**Source text:**
┏━━

President Biden announced actions to lower housing coasts, make more housing available and called on Congress to prevent rent hikes. President Biden's plan calls for landlords who raise the rent by more than 5% a year to face losing major important tax befits, the average rent has gone up by 21% since 2021. The President has also instructed the federal government, the largest land owner in the country, to examine how unused property can be used for housing. The Bureau of Land Management plans on building 15,000 affordable housing units on public land in southern Nevada, the USPS is examining 8,500 unused properties across America to be repurposed for housing, HHS is finalizing a new rule to make it easier to use federal property to house the homeless, and the Administration is calling on state, local, and tribal governments to use their own unused property for housing, which could create approximately 1.9 million units nationwide.
The Department of Transportation announced $5 billion to replace or restore major bridges across the country. The money will go to 13 significant bridges in 16 states. Some bridges are suffering from years of neglect others are nearly 100 years old and no longer fit for modern demands. Some of the projects include the I-5 bridge over the Columbia River which connects Portland Oregon to Vancouver Washington, replacing the Sagamore Bridge which connects Cape Cod to the mainland built in 1933, replacing the I- 83 South Bridge in Harrisburg, Pennsylvania, and Cape Fear Memorial Bridge Replacement Project in Wilmington, North Carolina, among others.
President Biden signed an Executive Order aimed at boosting Latino college attendance. The order established the White House Initiative on Advancing Educational Equity, Excellence, and Economic Opportunity through Hispanic-Serving Institutions. Hispanic-Serving Institutions (HSIs) are defined as colleges with 25% or above Hispanic/Latino enrollment, currently 55% of Hispanic college students are enrolled in an HSI. The initiative seeks to stream line the relationship between the federal government and HSIs to allow them to more easily take advantage of federal programs and expand their reach to better serve students and boost Hispanic enrollment nationwide.
HUD announced $325 million in grants for housing and community development in 7 cities. the cities in Tennessee, Texas, Alabama, Florida, Nevada, New York and New Jersey, have collectively pledged to develop over 6,500 new mixed-income units, including the one-for-one replacement of 2,677 severely distressed public housing units. The 7 collectively will invest $2.65 billion in additional resources within the Choice Neighborhood area – so that every $1 in HUD funds will generate $8.65 in additional resources.
President Biden took extensive new actions on immigration. On June 18th The President announced a new policy that would allow the foreign born spouses and step children of American citizens who don't have legal status to apply for it without having to leave the country, this would effect about half a million spouses and 50,000 children. This week Biden announced that people can start applying on August 19, 2024. Also in June President Biden announced an easing of Visa rules that will allow Dreamers, Americans brought to the country as children without legal status, to finally get work visas to give them legal status and a path way to citizenship. This week the Biden Administration announced a new rule to expand the federal TRIO program to cover Dreamers. TRIO is a program that aims to support low income students and those who would be the first in their families to go to college transition from high school to college, the change would support 50,000 more students each year. The Administration also plans to double the number of free immigration lawyers available to those going through immigration court.

┗━━

**Data listing:**
┏━━

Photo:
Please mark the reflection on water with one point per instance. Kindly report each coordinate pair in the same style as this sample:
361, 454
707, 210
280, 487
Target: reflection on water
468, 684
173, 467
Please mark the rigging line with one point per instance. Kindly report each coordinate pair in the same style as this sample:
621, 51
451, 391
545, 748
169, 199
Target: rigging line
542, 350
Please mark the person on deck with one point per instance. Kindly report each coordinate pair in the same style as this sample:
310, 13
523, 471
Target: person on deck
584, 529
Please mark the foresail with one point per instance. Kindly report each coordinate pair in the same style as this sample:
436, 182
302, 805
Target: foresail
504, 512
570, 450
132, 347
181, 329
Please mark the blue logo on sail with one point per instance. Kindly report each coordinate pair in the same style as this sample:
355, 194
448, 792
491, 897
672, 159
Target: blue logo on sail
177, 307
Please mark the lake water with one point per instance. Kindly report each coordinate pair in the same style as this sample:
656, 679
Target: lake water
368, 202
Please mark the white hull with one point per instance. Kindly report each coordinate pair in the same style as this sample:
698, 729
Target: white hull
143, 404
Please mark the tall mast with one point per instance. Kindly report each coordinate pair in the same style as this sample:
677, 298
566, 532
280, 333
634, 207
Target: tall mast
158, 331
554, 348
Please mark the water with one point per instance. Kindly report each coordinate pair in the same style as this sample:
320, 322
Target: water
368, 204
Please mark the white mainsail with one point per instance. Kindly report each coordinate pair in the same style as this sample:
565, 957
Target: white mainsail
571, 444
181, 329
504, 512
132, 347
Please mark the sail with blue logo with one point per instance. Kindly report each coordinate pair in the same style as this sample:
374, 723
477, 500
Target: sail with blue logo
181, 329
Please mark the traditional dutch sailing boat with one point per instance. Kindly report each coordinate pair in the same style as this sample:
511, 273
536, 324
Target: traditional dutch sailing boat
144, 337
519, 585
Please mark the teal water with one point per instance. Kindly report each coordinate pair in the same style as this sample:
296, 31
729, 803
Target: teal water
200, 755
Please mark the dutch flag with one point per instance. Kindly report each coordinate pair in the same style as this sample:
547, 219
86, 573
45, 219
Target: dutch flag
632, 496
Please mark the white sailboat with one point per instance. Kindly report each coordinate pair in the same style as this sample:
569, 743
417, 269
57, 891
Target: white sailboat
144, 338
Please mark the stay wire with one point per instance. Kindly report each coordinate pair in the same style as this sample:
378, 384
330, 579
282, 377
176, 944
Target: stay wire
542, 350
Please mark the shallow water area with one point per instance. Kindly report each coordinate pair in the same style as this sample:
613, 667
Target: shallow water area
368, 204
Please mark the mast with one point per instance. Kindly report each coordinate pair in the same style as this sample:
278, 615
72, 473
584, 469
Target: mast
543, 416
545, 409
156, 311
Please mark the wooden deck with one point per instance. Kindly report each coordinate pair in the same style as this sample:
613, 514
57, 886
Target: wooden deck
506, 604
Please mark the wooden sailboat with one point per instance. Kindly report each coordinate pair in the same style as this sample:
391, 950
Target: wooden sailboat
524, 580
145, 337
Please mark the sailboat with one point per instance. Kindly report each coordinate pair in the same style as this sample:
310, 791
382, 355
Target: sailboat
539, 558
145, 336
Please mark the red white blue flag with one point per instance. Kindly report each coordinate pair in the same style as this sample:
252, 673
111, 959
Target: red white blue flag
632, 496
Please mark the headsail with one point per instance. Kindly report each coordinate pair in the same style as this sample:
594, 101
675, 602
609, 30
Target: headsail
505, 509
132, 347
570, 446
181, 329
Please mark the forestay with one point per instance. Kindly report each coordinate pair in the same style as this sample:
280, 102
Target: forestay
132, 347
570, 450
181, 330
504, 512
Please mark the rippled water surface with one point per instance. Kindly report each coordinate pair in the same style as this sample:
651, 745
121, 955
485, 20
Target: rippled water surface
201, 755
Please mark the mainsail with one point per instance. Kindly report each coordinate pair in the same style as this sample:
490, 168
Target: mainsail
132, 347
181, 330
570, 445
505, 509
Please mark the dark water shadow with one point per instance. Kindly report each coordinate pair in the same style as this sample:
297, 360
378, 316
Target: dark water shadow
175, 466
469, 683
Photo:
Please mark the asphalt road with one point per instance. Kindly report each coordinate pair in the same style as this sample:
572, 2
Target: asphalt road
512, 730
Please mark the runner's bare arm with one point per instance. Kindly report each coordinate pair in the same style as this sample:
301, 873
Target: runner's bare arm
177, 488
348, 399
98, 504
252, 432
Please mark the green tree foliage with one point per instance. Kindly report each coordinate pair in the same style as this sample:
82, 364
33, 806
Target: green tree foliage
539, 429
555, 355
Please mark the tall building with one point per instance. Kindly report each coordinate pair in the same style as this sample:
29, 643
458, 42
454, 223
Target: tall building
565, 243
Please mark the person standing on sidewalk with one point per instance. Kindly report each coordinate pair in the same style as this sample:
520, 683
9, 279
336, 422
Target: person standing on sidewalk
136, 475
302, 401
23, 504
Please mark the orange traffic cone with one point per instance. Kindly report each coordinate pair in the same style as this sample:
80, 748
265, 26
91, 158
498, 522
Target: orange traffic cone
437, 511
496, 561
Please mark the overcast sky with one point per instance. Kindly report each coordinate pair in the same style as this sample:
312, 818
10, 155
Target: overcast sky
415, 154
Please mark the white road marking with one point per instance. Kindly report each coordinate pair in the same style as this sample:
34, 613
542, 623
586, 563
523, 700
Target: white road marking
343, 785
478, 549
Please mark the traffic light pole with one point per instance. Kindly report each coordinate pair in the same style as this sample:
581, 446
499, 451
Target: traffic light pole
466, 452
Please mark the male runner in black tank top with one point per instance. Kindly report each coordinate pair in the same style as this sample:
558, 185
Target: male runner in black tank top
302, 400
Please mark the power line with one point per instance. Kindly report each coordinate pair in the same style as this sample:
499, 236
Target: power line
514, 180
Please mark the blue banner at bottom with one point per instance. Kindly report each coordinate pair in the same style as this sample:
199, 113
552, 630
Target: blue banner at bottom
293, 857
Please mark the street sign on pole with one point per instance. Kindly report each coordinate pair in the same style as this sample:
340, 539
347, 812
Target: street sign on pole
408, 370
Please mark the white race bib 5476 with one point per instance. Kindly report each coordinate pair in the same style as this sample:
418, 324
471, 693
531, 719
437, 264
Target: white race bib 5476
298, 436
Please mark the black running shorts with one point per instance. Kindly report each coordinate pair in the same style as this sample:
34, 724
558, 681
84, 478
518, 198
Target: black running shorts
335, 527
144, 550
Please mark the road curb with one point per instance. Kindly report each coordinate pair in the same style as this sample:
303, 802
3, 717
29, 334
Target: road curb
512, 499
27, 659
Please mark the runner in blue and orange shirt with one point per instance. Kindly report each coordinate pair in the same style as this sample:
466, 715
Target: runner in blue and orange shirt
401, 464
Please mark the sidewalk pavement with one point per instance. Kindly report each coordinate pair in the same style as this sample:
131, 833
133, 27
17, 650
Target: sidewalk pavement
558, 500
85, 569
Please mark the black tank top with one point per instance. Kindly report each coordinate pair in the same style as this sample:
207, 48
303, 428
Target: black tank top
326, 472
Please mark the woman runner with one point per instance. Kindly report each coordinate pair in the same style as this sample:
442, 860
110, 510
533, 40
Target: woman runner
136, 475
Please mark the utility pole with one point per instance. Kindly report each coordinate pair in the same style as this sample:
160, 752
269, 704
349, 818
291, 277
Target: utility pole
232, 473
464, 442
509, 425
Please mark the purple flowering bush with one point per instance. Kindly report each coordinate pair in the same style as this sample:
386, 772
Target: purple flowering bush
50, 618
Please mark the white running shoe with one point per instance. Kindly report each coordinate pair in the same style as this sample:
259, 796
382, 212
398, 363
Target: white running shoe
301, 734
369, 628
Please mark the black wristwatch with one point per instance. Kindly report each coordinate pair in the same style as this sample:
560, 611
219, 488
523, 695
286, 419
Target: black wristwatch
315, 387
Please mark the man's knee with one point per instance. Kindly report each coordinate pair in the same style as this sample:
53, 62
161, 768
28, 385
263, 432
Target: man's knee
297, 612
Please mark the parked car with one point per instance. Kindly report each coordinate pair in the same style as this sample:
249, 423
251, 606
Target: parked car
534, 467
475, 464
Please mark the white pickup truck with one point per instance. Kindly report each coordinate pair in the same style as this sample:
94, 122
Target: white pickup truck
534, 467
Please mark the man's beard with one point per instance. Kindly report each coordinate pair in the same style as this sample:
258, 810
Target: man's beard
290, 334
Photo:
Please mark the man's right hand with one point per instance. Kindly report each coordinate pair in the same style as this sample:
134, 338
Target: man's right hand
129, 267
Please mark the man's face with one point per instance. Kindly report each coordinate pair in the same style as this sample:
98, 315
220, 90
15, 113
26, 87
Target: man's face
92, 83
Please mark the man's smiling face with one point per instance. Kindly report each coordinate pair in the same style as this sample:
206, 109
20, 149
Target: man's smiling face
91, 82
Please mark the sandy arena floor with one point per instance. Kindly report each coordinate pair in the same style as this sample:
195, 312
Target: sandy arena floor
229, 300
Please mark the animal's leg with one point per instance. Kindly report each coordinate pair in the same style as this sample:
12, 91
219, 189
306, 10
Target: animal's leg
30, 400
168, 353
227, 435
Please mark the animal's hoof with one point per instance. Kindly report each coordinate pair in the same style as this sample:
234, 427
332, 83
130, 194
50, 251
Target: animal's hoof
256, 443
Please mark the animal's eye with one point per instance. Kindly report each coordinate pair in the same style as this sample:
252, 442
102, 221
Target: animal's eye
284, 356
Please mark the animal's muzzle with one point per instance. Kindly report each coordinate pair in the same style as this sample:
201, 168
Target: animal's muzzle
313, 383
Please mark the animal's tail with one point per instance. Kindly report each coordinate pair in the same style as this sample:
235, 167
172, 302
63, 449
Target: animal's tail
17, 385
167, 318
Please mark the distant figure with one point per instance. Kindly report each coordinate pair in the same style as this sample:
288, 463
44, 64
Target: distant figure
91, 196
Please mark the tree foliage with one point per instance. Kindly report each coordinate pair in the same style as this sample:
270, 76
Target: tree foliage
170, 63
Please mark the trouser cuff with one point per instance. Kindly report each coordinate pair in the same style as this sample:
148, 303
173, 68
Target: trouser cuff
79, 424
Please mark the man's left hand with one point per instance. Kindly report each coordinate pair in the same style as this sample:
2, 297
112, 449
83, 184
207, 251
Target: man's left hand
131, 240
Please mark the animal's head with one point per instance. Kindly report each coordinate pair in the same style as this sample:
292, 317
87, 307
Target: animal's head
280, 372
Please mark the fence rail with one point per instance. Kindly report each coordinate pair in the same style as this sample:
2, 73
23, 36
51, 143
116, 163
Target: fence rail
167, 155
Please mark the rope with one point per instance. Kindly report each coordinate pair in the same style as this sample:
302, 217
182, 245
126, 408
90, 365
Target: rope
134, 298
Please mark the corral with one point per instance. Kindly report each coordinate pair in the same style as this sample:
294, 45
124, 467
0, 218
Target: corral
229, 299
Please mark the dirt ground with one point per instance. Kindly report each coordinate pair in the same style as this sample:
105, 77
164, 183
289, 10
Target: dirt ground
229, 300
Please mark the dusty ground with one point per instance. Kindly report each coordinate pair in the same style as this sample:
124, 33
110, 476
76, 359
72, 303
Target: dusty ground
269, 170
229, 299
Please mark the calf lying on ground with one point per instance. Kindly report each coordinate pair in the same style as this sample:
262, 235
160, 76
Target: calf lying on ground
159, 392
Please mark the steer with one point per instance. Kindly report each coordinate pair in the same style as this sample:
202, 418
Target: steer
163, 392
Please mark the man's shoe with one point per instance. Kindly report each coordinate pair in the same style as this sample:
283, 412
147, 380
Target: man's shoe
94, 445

┗━━

**Goal of the exercise:** Copy out the passage of the text on Biden administration actions that opens with the words containing "The Department of" and closes with "Carolina, among others.".

**Solution for this task:**
The Department of Transportation announced $5 billion to replace or restore major bridges across the country. The money will go to 13 significant bridges in 16 states. Some bridges are suffering from years of neglect others are nearly 100 years old and no longer fit for modern demands. Some of the projects include the I-5 bridge over the Columbia River which connects Portland Oregon to Vancouver Washington, replacing the Sagamore Bridge which connects Cape Cod to the mainland built in 1933, replacing the I- 83 South Bridge in Harrisburg, Pennsylvania, and Cape Fear Memorial Bridge Replacement Project in Wilmington, North Carolina, among others.